▸ **PROMPT A**: Rewrite the stretch of rows from the first row through the line containing "66,63,91,86" as a Markdown table with the columns Line No. and Row Text, numbering each line and omitting blank lines.

▸ **EXTRACT TO READ**:
********

How a Trump reelection could reshape Fed policy

Should he win a second term, President Donald Trump may have a golden opportunity to reshape the orientation of a Federal Reserve whose policies he’s repeatedly maligned.

Currently, Trump’s two recent nominees to the central bank, Herman Cain and Stephen Moore, are imperiled by growing resistance from within the president’s own party. On Friday, Cain’s short-lived bid appeared all but finished after four Republican Senators publicly voiced opposition. Meanwhile, Moore’s candidacy is also facing an uphill battle.

Fed leadership positions must be confirmed by the Senate, where the GOP holds a slim majority.

While Wall Street doesn’t believe any of Trump’s current nominees will alter the Fed’s consensus-driven deliberations, the president has reportedly confided to aides that “I want my own guys” at the Fed — a nod to his desire for partisans who’ll boost his agenda rather than engage in independent, policy-based analysis.

********

▸ **DATA FOR PROCESSING**:
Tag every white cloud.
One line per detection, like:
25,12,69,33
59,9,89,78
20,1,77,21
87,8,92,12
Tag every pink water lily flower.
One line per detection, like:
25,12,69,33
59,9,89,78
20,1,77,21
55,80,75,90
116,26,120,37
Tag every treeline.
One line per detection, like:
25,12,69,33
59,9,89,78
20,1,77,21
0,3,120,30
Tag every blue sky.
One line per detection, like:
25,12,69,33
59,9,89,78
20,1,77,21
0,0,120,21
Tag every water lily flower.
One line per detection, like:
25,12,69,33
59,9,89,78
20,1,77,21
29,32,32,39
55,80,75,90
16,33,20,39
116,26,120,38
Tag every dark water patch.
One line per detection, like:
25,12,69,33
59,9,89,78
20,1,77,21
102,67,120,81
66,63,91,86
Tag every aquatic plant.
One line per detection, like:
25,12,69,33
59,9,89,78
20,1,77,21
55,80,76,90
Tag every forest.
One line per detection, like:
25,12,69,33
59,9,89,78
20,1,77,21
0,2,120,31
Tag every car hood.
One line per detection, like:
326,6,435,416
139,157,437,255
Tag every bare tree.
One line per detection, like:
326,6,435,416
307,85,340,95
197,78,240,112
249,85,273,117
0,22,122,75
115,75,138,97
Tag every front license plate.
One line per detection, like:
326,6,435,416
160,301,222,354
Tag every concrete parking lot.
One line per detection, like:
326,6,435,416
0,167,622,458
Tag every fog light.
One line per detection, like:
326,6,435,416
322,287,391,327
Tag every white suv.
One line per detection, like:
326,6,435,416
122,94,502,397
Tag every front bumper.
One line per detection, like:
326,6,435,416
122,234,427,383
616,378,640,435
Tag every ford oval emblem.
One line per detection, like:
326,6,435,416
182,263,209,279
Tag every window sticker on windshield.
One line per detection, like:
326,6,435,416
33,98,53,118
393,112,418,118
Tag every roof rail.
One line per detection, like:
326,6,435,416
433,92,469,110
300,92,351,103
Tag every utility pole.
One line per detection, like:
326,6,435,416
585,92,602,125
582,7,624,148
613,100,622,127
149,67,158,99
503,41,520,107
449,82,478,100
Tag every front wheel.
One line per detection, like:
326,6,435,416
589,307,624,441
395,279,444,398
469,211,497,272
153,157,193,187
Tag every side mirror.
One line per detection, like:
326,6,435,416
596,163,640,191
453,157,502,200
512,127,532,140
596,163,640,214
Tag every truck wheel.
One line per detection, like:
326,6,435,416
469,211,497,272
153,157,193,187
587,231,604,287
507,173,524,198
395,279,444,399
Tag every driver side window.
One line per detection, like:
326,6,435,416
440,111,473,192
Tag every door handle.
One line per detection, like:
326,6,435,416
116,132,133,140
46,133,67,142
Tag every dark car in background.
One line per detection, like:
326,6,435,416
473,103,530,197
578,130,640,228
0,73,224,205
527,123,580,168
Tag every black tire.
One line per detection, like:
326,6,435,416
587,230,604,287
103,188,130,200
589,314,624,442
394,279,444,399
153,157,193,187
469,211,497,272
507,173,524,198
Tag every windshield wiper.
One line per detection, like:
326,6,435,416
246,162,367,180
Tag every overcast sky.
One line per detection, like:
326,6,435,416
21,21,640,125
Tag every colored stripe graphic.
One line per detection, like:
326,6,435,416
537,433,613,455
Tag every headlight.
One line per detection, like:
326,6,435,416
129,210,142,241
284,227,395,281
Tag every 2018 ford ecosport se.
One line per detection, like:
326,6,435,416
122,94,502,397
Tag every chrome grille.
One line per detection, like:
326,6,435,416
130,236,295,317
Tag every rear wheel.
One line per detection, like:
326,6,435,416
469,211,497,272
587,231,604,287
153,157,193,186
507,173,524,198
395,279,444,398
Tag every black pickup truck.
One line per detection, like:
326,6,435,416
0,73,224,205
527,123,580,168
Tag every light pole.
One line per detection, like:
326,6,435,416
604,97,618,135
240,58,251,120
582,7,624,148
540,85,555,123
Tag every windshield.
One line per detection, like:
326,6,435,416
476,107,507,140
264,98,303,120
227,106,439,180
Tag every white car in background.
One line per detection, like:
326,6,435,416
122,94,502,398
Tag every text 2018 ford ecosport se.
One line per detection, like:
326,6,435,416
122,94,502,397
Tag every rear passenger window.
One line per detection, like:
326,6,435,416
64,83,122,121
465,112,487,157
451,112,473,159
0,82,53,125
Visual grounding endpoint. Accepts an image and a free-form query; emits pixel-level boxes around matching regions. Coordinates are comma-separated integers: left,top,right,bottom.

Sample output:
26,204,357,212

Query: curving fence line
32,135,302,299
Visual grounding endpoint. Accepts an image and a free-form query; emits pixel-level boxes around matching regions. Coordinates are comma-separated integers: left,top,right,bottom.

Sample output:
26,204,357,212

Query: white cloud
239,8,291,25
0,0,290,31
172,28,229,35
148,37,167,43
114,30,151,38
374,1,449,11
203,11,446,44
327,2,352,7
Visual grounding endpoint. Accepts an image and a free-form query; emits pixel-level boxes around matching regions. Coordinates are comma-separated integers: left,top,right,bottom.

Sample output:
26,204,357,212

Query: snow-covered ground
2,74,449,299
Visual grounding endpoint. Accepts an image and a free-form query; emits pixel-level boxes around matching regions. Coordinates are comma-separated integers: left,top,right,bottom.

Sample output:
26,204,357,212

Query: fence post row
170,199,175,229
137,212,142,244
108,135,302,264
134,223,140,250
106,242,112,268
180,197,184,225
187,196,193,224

********

▸ **PROMPT B**: According to the article on how a Trump reelection could reshape Fed policy, how many Republican Senators publicly voiced opposition to Cain?

▸ **FULL OUTPUT A**:
| Line No. | Row Text |
|---|---|
| 1 | Tag every white cloud. |
| 2 | One line per detection, like: |
| 3 | 25,12,69,33 |
| 4 | 59,9,89,78 |
| 5 | 20,1,77,21 |
| 6 | 87,8,92,12 |
| 7 | Tag every pink water lily flower. |
| 8 | One line per detection, like: |
| 9 | 25,12,69,33 |
| 10 | 59,9,89,78 |
| 11 | 20,1,77,21 |
| 12 | 55,80,75,90 |
| 13 | 116,26,120,37 |
| 14 | Tag every treeline. |
| 15 | One line per detection, like: |
| 16 | 25,12,69,33 |
| 17 | 59,9,89,78 |
| 18 | 20,1,77,21 |
| 19 | 0,3,120,30 |
| 20 | Tag every blue sky. |
| 21 | One line per detection, like: |
| 22 | 25,12,69,33 |
| 23 | 59,9,89,78 |
| 24 | 20,1,77,21 |
| 25 | 0,0,120,21 |
| 26 | Tag every water lily flower. |
| 27 | One line per detection, like: |
| 28 | 25,12,69,33 |
| 29 | 59,9,89,78 |
| 30 | 20,1,77,21 |
| 31 | 29,32,32,39 |
| 32 | 55,80,75,90 |
| 33 | 16,33,20,39 |
| 34 | 116,26,120,38 |
| 35 | Tag every dark water patch. |
| 36 | One line per detection, like: |
| 37 | 25,12,69,33 |
| 38 | 59,9,89,78 |
| 39 | 20,1,77,21 |
| 40 | 102,67,120,81 |
| 41 | 66,63,91,86 |

▸ **FULL OUTPUT B**: Four.